BEGIN Dataset

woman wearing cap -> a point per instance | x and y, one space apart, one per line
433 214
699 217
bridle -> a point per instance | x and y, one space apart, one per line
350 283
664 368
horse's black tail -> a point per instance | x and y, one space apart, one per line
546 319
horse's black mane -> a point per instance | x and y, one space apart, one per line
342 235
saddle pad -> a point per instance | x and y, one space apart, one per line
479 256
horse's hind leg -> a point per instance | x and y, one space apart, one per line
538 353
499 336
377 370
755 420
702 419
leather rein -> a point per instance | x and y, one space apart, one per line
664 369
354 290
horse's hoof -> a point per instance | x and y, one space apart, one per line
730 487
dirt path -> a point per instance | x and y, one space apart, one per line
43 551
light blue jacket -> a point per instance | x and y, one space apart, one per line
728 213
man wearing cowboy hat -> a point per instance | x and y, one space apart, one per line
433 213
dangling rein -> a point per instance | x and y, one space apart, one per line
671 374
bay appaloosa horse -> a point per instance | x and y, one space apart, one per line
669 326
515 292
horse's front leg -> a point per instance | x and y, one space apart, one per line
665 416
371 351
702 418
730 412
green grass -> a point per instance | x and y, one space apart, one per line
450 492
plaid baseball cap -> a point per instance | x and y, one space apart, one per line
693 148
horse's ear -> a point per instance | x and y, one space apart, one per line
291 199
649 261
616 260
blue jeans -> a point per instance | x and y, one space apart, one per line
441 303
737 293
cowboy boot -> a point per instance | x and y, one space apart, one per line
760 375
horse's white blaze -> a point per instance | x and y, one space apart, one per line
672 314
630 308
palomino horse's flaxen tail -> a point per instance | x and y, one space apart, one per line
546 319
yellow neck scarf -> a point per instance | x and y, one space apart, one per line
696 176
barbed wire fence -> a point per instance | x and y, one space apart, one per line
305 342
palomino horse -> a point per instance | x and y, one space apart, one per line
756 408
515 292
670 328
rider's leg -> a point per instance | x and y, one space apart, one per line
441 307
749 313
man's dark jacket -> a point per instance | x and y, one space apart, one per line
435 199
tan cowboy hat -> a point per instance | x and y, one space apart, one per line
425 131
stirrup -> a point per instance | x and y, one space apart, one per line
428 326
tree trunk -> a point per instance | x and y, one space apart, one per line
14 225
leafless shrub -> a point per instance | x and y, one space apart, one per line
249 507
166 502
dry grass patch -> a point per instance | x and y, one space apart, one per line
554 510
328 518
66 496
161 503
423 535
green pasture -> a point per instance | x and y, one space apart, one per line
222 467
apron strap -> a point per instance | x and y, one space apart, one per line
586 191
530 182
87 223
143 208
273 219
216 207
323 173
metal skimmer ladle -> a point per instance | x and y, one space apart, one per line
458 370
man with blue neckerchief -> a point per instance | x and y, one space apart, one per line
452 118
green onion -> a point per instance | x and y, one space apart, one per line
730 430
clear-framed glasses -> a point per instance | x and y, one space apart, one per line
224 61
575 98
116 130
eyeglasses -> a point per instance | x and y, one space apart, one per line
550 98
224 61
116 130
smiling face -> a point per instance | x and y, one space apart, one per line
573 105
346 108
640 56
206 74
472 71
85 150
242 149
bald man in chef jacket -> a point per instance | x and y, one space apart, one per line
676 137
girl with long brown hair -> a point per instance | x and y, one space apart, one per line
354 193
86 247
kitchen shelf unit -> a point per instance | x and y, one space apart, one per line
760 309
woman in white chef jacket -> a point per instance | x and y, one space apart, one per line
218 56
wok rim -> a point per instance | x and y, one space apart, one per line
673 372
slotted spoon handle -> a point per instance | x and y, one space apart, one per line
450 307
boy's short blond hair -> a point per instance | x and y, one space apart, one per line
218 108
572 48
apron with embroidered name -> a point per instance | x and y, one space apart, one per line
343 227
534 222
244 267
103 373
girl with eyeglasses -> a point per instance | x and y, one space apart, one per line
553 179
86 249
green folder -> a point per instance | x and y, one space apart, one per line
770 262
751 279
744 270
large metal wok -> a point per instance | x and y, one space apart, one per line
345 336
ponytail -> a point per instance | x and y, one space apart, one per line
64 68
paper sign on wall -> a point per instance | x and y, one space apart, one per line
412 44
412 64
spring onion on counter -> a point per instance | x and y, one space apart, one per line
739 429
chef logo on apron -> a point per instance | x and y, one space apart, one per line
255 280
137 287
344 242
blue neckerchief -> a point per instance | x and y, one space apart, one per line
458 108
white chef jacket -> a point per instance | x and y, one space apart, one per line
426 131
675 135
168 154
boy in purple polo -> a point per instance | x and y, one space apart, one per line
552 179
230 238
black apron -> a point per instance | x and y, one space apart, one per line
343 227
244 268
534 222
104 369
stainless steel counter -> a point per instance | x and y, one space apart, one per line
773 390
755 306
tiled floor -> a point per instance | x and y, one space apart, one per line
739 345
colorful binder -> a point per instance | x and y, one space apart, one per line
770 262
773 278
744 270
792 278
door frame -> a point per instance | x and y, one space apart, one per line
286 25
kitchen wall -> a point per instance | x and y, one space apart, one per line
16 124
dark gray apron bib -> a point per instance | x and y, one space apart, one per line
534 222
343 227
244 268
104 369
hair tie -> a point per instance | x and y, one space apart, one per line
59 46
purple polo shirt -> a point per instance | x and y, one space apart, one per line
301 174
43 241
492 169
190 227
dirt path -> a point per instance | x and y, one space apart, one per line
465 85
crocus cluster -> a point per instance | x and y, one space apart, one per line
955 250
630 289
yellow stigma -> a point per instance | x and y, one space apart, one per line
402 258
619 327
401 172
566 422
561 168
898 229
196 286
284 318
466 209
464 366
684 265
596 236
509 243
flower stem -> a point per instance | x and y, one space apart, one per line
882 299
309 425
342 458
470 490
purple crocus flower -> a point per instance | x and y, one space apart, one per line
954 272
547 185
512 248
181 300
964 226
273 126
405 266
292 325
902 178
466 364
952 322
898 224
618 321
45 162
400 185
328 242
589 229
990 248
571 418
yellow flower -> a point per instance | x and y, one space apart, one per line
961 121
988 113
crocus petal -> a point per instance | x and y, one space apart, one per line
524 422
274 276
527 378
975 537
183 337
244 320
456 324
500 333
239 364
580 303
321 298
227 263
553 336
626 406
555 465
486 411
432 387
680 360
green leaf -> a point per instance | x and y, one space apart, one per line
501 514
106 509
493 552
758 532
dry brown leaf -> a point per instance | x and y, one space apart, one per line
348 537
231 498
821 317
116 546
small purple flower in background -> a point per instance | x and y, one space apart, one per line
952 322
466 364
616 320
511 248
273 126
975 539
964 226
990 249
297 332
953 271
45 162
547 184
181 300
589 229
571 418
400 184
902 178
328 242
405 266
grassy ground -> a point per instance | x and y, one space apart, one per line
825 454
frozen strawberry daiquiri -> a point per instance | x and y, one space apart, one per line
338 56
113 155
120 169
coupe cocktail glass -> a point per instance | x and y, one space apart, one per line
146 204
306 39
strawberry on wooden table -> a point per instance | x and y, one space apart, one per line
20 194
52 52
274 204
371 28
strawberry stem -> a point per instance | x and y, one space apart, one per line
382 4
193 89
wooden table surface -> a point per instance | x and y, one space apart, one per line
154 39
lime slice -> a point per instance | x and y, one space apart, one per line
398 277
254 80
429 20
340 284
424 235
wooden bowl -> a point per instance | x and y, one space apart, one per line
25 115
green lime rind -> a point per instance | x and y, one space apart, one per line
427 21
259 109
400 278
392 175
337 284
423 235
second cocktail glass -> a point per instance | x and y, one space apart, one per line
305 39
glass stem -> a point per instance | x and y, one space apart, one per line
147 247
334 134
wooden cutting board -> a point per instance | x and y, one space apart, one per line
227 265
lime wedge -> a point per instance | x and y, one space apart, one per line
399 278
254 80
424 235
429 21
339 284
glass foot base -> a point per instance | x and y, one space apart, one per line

END Dataset

#### Task objective:
Quote, word for word, every line starting at the one that contains "strawberry stem ->" and ending with the final line of the entries.

#### Output of the task:
strawberry stem -> a point per instance | x and y, one space apart, one per line
382 4
193 89
wooden table surface -> a point per instance | x and y, one space apart, one per line
154 39
lime slice -> a point per instance | x and y, one space apart, one per line
398 277
254 80
429 20
340 284
424 235
wooden bowl -> a point per instance | x and y, one space apart, one per line
25 115
green lime rind -> a point per instance | x and y, one space apart, one per line
427 21
259 109
400 278
392 175
337 284
423 235
second cocktail glass -> a point per instance | x and y, one space apart, one per line
305 39
glass stem -> a point per instance | x and y, one space apart, one per line
147 247
334 134
wooden cutting board -> a point per instance | x and y, one space apart, one per line
227 265
lime wedge -> a point per instance | x and y, one space apart, one per line
399 278
254 80
424 235
429 21
339 284
glass foot base -> a point per instance | x and y, one space apart, one per line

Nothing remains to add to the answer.